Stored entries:
= = = = = = =
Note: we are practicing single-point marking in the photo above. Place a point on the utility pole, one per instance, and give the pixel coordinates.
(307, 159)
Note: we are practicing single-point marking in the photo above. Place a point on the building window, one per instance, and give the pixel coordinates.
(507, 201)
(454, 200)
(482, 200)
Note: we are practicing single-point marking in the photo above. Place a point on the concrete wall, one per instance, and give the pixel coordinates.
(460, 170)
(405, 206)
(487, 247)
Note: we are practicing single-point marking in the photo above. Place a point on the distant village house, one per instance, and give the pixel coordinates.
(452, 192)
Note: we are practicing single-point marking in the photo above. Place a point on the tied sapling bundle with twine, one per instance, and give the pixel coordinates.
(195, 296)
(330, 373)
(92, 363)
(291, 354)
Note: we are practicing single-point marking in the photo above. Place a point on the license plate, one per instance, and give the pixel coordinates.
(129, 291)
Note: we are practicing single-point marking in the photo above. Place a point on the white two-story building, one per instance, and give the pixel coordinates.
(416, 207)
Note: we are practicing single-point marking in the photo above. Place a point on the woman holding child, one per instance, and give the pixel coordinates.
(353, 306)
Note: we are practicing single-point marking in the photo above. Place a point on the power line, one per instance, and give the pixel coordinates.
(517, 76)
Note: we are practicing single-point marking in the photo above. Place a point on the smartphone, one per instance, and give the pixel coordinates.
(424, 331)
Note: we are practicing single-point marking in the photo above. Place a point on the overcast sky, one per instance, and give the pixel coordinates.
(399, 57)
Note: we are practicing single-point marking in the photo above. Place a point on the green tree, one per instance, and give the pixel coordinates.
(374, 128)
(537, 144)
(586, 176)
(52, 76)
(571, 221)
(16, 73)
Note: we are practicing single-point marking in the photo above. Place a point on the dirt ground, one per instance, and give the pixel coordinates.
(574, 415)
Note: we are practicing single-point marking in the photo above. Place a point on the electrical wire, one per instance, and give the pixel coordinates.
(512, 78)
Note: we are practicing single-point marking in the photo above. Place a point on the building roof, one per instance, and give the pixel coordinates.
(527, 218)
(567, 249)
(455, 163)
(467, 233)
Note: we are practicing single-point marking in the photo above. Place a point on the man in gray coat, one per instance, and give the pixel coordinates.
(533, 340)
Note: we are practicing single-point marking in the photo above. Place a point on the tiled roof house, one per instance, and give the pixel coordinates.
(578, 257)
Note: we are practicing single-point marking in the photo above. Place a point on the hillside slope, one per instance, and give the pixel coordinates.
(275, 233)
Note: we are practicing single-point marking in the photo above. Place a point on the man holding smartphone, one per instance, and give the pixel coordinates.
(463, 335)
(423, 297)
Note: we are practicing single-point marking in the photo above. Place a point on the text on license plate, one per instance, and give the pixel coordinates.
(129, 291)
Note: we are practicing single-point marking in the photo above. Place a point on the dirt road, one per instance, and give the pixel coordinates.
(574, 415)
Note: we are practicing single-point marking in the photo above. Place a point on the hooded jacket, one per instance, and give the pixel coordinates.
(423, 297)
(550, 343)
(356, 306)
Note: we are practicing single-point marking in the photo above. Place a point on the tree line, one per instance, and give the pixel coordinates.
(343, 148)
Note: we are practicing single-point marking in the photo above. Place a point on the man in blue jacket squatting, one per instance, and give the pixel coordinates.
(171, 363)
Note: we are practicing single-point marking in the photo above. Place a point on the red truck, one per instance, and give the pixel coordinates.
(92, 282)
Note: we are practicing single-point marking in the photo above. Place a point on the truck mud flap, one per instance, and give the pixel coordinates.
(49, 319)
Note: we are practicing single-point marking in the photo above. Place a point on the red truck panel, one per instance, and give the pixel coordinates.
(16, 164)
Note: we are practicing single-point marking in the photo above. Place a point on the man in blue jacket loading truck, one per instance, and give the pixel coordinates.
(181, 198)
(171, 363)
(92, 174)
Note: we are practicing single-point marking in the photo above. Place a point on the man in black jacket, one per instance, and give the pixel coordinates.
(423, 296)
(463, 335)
= = = = = = =
§ About this task: All of the data above should be set down again exactly.

§ Result of this exercise:
Note: we are practicing single-point marking in the photo above. Place a point on the utility pole, one per instance, and give the pixel coordinates.
(307, 159)
Note: we are practicing single-point marking in the photo above. Place a point on the building window, one per instance, and give the pixel coordinates.
(507, 201)
(454, 200)
(482, 200)
Note: we are practicing single-point marking in the photo above. Place a point on the concrete wall, one per instance, and give the pixel coordinates.
(460, 170)
(405, 206)
(487, 247)
Note: we are practicing single-point marking in the photo above. Place a point on the distant village house, one per instance, and give the pixel coordinates.
(452, 192)
Note: we are practicing single-point marking in the photo above. Place a point on the tied sapling bundle with twine, one per instance, and give the pixel coordinates.
(195, 296)
(330, 373)
(92, 363)
(291, 354)
Note: we are practicing single-point marking in the photo above. Place a point on the license plate, one per instance, and give the pixel coordinates.
(129, 291)
Note: we are practicing single-point marking in the photo above. Place a point on the white two-story building, one per instance, and give the pixel coordinates.
(416, 207)
Note: we are practicing single-point marking in the photo above. Place a point on the woman holding child, one per instance, and give the pixel coordinates.
(353, 306)
Note: we are practicing single-point marking in the photo above. Place a point on the power line, one per instance, and give the pixel coordinates.
(517, 76)
Note: we are practicing single-point marking in the photo above. Place a point on the smartphone, one per instance, and give the pixel coordinates.
(424, 331)
Note: we are practicing single-point marking in the photo above. Place a point on the overcast sky, one per instance, and give the pixel coordinates.
(399, 57)
Note: we are practicing single-point marking in the photo above. Place a point on the green tree, one per instance, and give the pixel coordinates.
(374, 128)
(537, 144)
(586, 176)
(52, 76)
(571, 221)
(16, 73)
Note: we are practicing single-point marking in the photo above. Place a point on the dirt ground, one per instance, and give the pixel coordinates.
(574, 415)
Note: we are practicing single-point marking in the photo above. Place a point on the electrical wire, one per instance, and give the pixel coordinates.
(512, 78)
Note: we are practicing single-point marking in the photo above. Place a point on the building roof, one per instance, and give the pixel coordinates.
(527, 218)
(567, 249)
(455, 163)
(467, 233)
Note: we are practicing single-point marking in the photo above. Place a point on the man in gray coat, one per instance, and give the pixel coordinates.
(533, 340)
Note: we are practicing single-point marking in the photo above. Place a point on the tiled roof house, one per instance, and give the pixel coordinates.
(578, 257)
Note: we are practicing single-point marking in the photo above. Place a point on the hillside slope, one per instance, and give the pixel coordinates.
(275, 233)
Note: we are practicing single-point marking in the photo above. Place a point on the man holding smartphone, one per instance, and give the pixel coordinates.
(463, 335)
(423, 297)
Note: we are practicing single-point marking in the photo above. Place a point on the text on license plate, one per instance, and give the pixel coordinates.
(129, 291)
Note: we are practicing single-point marking in the photo above. Place a point on the dirt road, one per instance, and give the pixel coordinates.
(574, 415)
Note: we are practicing single-point marking in the photo above. Place a point on the hooded jacket, one per instance, and give the pixel coordinates.
(423, 297)
(550, 343)
(356, 306)
Note: we are practicing single-point marking in the photo above. Place a point on the tree line, one per instance, and give the pixel coordinates.
(343, 148)
Note: we are practicing single-point marking in the photo above. Place a point on the man in blue jacket squatting, one per instance, and give the pixel coordinates.
(171, 363)
Note: we are practicing single-point marking in the photo above. Place a point on the red truck, one per instance, and give the pixel coordinates.
(92, 282)
Note: we are practicing single-point marking in the photo above. Place a point on the truck mud flap, one per instance, and give the pixel coordinates.
(49, 319)
Note: we are practicing single-point marking in the photo above. Place a point on the red truck panel, one per instance, and give the pixel coordinates.
(16, 164)
Note: we are practicing single-point marking in the photo above. Place a point on the man in blue jacket loading truck, one per instance, and give the pixel coordinates.
(181, 198)
(171, 363)
(92, 174)
Note: we are practicing single-point marking in the photo above. Place a point on the man in black jacket, one per instance, and give the pixel coordinates.
(423, 296)
(463, 335)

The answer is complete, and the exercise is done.